Problem statement:
Return, word for word, every line starting at the line with "[pin] clenched fist -- one per line" and ending at the final line of the entries; skip the pictures.

-=-=-

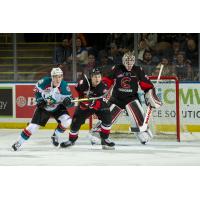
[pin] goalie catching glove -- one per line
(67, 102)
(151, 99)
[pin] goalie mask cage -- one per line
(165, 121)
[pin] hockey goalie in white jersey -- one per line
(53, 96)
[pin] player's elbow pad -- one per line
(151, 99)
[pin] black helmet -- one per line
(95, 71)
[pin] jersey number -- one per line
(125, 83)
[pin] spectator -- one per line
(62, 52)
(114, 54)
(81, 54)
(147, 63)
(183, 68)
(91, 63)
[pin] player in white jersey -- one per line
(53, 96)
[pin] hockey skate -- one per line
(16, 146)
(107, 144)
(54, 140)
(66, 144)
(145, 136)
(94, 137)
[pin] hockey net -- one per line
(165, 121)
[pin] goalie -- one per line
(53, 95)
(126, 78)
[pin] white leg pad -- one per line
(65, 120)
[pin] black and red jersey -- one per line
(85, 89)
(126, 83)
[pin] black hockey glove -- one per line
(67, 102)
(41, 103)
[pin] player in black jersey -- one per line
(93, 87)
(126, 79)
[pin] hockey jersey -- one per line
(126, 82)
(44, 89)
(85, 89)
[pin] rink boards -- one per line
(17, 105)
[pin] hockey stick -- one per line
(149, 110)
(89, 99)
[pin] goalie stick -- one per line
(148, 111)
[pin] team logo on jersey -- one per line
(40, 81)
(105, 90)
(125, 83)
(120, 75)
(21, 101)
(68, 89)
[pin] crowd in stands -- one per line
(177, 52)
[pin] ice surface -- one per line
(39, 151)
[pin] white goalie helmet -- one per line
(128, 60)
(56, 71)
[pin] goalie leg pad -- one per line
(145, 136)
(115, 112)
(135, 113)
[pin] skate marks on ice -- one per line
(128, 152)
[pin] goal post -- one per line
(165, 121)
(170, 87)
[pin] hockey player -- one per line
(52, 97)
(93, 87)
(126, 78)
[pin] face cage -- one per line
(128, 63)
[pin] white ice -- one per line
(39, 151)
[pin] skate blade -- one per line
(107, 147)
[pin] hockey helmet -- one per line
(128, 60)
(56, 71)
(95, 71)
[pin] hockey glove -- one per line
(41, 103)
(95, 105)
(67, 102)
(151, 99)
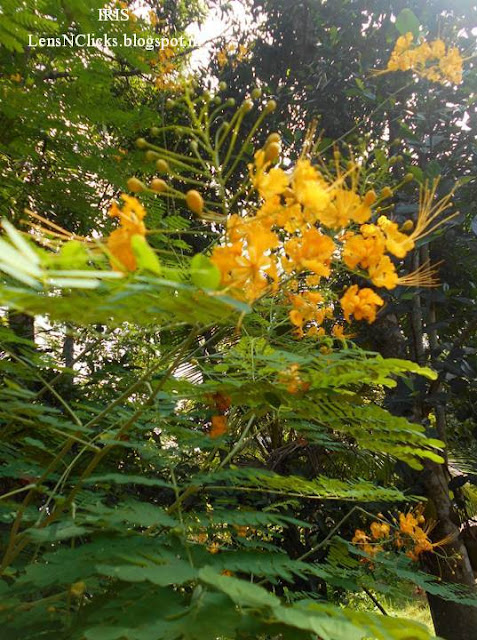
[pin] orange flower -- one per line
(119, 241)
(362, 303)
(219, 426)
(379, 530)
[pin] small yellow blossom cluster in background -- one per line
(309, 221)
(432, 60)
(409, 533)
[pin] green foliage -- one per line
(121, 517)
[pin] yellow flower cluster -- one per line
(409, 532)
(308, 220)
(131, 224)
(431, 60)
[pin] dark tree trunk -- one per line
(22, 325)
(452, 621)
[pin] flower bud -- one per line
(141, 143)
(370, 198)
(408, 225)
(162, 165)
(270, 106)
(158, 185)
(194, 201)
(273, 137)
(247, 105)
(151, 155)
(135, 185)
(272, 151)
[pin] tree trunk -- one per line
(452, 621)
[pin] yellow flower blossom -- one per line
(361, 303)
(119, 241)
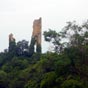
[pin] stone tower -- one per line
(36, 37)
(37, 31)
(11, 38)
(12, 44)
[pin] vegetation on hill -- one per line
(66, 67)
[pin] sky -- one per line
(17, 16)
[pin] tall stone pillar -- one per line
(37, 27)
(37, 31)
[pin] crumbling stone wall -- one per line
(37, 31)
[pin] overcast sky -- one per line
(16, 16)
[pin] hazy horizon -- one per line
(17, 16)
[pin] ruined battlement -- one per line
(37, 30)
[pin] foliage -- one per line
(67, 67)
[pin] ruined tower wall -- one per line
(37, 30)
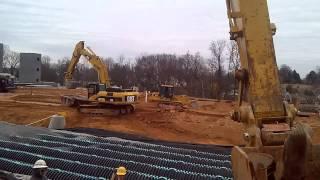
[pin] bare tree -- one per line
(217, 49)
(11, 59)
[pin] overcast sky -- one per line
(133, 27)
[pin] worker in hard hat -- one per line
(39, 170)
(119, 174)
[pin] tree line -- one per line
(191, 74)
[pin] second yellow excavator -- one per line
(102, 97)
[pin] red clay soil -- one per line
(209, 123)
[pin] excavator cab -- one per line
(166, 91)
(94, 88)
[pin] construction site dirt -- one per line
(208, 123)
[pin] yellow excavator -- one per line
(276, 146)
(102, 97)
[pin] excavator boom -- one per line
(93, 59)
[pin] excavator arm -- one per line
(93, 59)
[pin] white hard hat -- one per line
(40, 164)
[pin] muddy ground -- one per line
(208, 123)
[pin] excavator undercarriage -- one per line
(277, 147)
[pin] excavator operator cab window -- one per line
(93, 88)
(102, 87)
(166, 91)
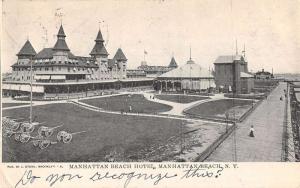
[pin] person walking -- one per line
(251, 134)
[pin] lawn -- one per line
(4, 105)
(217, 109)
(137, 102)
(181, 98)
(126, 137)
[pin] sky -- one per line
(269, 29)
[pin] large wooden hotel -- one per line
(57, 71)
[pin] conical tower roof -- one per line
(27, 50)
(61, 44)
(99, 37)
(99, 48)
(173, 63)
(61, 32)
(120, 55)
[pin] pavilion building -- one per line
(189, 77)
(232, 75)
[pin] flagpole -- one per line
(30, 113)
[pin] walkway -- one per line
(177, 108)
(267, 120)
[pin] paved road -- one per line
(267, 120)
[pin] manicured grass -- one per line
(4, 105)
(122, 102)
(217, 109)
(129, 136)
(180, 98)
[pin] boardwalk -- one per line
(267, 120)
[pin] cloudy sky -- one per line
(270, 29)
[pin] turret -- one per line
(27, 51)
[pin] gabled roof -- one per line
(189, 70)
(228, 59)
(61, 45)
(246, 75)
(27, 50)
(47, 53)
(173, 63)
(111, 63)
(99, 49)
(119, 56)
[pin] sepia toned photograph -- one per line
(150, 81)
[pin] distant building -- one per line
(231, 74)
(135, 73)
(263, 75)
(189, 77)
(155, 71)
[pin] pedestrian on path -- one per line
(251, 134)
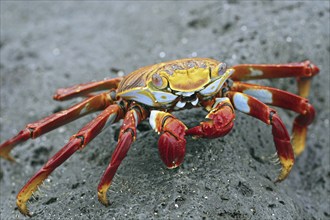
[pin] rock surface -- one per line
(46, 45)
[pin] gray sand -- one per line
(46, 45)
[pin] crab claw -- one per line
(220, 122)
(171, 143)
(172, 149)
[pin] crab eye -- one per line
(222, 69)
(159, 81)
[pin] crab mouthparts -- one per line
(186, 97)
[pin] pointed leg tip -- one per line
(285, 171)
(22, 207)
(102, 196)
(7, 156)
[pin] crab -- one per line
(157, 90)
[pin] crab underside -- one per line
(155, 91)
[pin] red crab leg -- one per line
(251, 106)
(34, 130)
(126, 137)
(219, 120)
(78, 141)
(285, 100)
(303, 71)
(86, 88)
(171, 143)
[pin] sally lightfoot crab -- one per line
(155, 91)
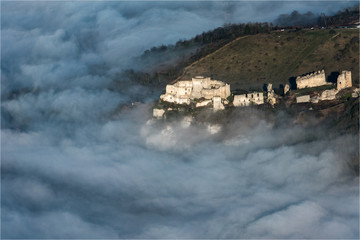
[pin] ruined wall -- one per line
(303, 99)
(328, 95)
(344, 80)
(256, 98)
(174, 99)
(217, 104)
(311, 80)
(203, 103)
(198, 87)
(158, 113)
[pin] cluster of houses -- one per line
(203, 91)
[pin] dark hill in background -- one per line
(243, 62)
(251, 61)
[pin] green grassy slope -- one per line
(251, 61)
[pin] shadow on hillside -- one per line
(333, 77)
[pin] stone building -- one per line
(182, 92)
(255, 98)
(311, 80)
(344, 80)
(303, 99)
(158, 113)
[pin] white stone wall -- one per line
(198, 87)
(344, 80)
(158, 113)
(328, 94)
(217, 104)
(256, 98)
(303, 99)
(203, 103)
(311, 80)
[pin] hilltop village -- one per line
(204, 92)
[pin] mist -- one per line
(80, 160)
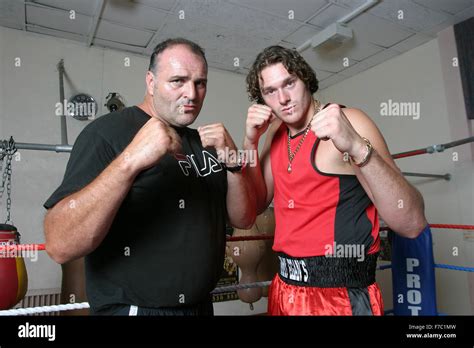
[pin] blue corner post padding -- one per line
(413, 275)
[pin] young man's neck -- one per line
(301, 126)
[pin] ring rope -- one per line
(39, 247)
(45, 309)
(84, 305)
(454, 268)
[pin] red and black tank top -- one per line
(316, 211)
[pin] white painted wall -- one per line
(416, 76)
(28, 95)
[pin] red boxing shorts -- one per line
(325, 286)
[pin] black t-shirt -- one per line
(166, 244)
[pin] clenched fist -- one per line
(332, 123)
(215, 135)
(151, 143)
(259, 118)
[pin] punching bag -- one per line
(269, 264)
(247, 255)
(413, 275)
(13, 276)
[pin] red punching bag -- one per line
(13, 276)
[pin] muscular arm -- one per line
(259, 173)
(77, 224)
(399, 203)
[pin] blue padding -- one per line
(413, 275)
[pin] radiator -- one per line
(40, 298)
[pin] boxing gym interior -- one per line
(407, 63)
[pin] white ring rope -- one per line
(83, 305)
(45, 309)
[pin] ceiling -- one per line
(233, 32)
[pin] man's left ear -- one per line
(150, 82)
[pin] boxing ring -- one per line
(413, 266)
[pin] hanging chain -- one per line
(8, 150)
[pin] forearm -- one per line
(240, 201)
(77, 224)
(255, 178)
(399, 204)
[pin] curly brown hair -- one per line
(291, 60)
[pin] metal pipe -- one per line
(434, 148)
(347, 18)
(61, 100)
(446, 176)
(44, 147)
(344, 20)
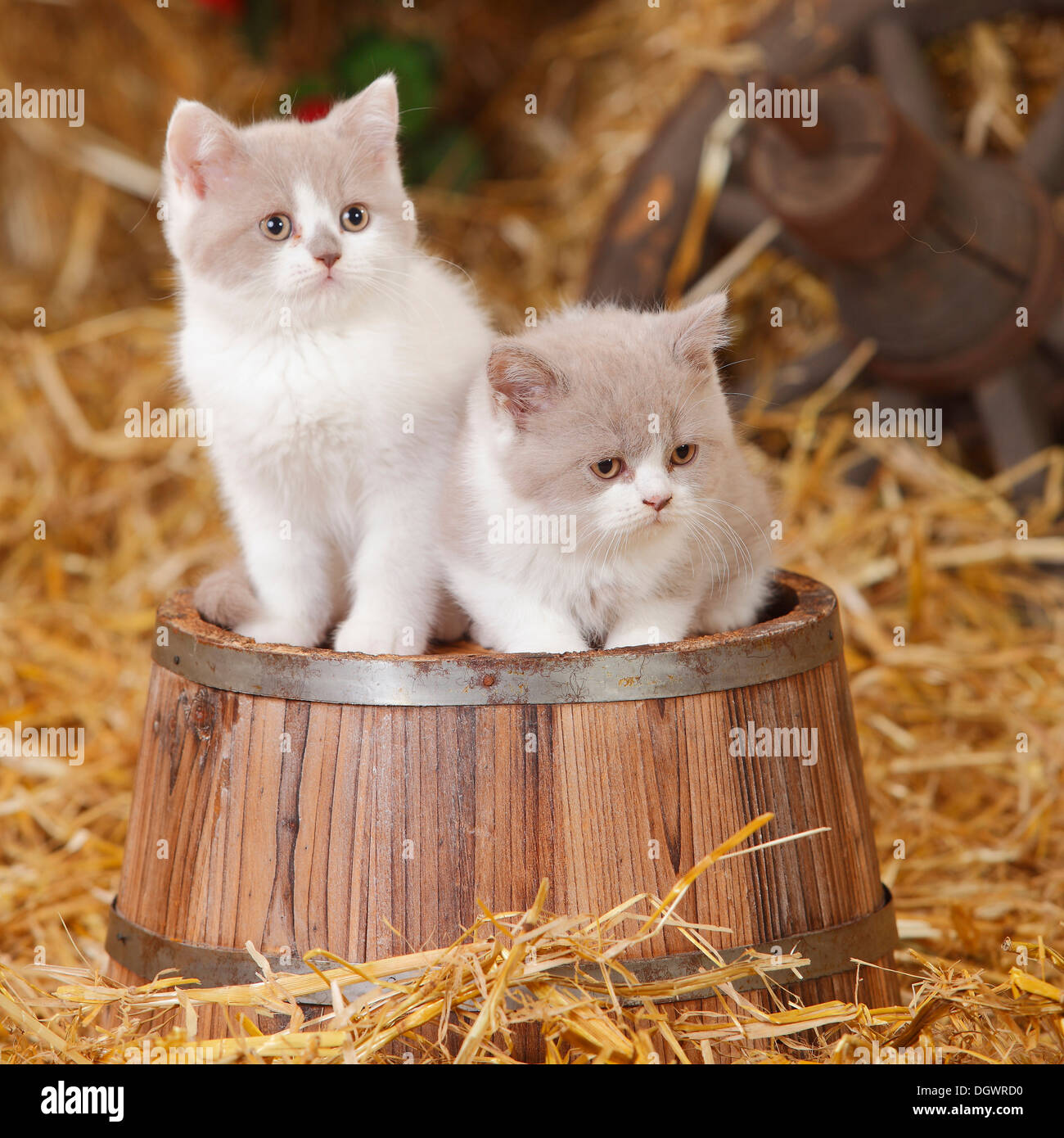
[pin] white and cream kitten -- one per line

-=-=-

Output for this exercise:
[pin] clenched fist -- one per line
(332, 123)
(215, 135)
(151, 143)
(259, 118)
[pin] punching bag -- one per line
(269, 264)
(247, 255)
(413, 275)
(13, 276)
[pin] red punching bag -- one per line
(13, 276)
[pin] muscular arm -- one per line
(259, 173)
(77, 224)
(399, 203)
[pin] blue padding -- one per line
(413, 275)
[pin] radiator -- one per line
(40, 298)
[pin] boxing gym interior -- one per line
(407, 63)
[pin] white ring rope -- one per line
(83, 305)
(45, 309)
[pin] ceiling -- one per line
(233, 32)
[pin] man's left ear -- one per line
(150, 82)
[pin] boxing ring -- one per line
(413, 266)
[pin] hanging chain -- one per line
(8, 150)
[pin] forearm -- one per line
(240, 201)
(77, 224)
(255, 178)
(399, 204)
[pin] curly brown hair -- one per line
(291, 60)
[pin] metal pipe -- one per line
(434, 148)
(347, 18)
(61, 100)
(446, 176)
(44, 147)
(344, 20)
[pin] white and cream kitten -- one per line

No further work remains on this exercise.